● ABOUT THIS TASK
Starting at the first line of the entries below, output every line exactly, up to and including the line with "Run detection on green foliage".

● INPUT DATA
_ _ _

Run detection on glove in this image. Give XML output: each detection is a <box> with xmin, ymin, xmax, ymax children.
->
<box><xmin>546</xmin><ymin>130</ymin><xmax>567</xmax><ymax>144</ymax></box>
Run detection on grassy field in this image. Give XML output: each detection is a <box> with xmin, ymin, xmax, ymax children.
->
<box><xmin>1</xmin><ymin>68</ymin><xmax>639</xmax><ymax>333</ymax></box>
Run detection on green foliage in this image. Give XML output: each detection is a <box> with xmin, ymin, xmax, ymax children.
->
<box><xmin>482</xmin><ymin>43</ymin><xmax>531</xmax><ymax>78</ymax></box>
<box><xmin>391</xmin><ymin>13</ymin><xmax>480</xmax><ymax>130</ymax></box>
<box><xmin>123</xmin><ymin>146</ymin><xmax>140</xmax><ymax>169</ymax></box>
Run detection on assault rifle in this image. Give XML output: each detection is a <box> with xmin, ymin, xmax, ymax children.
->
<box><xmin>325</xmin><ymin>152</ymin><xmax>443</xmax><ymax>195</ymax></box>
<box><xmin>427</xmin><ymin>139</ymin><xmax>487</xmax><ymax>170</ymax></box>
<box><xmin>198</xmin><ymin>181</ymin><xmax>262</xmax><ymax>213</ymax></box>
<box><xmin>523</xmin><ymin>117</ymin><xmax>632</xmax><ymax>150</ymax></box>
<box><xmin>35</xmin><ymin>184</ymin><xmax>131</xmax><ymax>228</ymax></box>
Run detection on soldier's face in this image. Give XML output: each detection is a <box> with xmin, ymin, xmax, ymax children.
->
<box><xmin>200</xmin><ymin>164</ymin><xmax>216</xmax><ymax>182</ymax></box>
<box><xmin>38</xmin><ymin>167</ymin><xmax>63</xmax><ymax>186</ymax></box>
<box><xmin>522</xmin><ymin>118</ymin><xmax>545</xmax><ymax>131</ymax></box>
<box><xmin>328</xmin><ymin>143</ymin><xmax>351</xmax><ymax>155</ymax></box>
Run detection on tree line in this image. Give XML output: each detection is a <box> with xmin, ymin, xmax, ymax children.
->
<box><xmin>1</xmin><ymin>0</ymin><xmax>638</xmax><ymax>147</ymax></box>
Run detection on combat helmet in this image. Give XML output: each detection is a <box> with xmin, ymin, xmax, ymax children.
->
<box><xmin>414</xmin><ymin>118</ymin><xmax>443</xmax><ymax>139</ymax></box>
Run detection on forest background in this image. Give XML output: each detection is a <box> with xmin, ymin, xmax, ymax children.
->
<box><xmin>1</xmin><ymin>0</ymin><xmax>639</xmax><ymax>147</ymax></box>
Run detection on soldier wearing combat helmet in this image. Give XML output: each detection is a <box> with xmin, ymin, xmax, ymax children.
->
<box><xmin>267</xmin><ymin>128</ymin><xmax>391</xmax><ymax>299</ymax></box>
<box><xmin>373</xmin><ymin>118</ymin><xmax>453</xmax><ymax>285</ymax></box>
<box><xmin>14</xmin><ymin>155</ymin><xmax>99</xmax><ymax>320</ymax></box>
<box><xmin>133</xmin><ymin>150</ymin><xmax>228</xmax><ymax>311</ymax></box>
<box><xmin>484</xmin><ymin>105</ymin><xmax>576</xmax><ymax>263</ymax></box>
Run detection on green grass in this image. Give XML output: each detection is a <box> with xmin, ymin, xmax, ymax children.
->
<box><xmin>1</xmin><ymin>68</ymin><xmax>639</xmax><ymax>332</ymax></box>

_ _ _

● TASK OUTPUT
Run detection on glove in this image. Give XML output: each detection is a <box> with xmin, ymin, xmax, ymax children.
->
<box><xmin>546</xmin><ymin>130</ymin><xmax>567</xmax><ymax>144</ymax></box>
Run detection on grassy field in this image. Give XML output: each detection is a <box> with xmin, ymin, xmax, ymax children.
->
<box><xmin>1</xmin><ymin>68</ymin><xmax>639</xmax><ymax>333</ymax></box>
Run detection on green foliage in this image. Give XML output: each detection is a <box> with xmin, ymin, xmax, ymax children.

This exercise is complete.